+++ Source +++
6  Fyodor Dostoevsky / Dostoevsky's Major Works / Re: Alyosha Karamazov and Anders Behring-Breivek on: June 21, 2012, 07:56:52 AM
    Breivek wanted to target the Norwegian PM, which was why he chose Utoya in the first place.  In fact, he didn't expect to survive the bombing in the government district, and saw Utoya as a contingency.  Shortly before he died, Dostoevsky was noted as having responded pensively to an attampt to assassinate the Czar via a palace bombing.  When asked if he himself would have planted the bomb, he said that he would have...which can't be interpreted as meaning anything in itself, naturally, no more than any of our motives can be divined through passing conversations with friends.  But, it does make me wonder about his plans for Alyosha.  We can't know if the fictional 'assassination' was meant to be just a regicide or a larger-scale thing, meaning a Breivek-style bombing or massive attack with lots of collateral damage.
+++ Provided data +++
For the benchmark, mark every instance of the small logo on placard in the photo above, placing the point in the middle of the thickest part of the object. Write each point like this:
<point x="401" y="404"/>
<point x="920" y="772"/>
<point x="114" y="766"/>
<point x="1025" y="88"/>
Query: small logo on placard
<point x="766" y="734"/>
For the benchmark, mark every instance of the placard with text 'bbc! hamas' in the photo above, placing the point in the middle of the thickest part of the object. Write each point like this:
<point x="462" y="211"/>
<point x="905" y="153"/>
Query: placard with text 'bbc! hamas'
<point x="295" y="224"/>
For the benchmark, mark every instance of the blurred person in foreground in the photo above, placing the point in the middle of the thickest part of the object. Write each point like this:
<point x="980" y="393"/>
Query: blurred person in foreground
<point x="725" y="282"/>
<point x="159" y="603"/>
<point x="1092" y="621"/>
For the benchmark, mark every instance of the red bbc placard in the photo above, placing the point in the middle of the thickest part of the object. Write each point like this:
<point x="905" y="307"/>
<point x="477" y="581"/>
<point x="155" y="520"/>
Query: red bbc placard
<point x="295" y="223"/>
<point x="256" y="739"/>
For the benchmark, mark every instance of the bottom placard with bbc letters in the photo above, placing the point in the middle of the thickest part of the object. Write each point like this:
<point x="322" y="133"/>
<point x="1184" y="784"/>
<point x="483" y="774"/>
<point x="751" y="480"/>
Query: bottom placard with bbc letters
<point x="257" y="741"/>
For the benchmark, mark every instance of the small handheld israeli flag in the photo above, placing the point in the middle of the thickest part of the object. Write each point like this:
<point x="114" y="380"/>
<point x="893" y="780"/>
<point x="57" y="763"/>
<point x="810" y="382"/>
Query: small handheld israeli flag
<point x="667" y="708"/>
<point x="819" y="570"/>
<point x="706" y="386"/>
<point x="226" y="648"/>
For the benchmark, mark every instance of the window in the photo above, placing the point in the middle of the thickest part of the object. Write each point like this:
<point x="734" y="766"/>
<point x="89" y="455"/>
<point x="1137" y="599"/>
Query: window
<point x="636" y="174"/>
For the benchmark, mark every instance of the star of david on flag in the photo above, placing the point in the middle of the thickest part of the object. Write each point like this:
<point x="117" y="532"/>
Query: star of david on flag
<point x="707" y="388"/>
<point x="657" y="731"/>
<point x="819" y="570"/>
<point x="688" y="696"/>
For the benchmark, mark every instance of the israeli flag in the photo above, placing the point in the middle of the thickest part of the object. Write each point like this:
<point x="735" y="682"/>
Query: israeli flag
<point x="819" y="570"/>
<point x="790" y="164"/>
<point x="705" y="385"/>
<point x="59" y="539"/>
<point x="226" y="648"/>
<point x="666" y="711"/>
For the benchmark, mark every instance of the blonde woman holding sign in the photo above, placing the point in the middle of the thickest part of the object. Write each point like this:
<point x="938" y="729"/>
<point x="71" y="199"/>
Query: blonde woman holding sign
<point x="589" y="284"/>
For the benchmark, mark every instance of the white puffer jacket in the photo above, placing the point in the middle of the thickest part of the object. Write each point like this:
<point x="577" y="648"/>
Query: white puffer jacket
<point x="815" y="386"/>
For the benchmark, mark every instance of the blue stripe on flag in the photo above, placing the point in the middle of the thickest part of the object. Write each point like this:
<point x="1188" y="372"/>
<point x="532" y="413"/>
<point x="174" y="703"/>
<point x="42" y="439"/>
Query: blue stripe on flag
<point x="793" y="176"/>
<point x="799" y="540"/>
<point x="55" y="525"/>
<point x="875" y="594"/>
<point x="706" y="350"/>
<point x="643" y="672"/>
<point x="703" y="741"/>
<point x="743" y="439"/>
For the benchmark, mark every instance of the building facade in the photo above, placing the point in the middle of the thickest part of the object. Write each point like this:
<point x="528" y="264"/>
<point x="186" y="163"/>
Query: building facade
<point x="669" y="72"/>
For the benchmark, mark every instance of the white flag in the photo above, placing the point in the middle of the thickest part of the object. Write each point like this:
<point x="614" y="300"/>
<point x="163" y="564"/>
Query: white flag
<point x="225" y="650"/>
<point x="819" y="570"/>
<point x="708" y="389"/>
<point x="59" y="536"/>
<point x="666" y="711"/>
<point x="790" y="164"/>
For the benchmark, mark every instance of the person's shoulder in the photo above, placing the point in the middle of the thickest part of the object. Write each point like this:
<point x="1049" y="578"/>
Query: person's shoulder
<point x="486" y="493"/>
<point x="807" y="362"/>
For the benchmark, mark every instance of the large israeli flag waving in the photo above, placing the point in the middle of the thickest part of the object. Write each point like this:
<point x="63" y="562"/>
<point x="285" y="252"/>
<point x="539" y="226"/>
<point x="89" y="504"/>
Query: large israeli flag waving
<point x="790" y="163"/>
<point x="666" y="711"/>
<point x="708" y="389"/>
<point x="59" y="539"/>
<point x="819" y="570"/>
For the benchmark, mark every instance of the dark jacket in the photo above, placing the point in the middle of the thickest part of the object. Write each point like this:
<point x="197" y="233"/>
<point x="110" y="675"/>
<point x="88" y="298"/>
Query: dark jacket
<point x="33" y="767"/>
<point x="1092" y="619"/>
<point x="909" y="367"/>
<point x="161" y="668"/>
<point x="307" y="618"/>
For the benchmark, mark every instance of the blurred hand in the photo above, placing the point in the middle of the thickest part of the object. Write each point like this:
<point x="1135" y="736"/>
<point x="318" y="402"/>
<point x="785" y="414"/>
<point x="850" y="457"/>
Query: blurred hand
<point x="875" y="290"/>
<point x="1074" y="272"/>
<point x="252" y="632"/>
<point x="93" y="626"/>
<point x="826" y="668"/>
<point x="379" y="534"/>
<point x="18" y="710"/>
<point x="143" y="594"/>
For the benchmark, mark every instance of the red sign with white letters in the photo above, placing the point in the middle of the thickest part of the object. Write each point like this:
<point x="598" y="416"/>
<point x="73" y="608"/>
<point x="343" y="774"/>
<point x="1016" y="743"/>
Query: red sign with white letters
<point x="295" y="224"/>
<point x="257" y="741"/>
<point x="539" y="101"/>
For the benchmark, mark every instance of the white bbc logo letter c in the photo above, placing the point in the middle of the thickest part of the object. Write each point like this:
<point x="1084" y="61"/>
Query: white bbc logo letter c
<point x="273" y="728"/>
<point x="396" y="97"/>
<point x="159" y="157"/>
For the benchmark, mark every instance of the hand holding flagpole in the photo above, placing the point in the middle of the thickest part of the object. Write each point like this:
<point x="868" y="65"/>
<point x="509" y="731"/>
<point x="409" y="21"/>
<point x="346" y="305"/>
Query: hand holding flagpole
+++
Exercise instructions: Condense the forum post above into two sentences.

Result below: Breivek wanted to target the Norwegian PM and chose Utoya for that reason, seeing it as a contingency because he didn't expect to survive the bombing in the government district. Shortly before his death, Dostoevsky said he would have planted the bomb in a palace attempt on the Czar, which leads the writer to wonder whether the fictional 'assassination' planned for Alyosha was meant as a regicide or a larger-scale attack.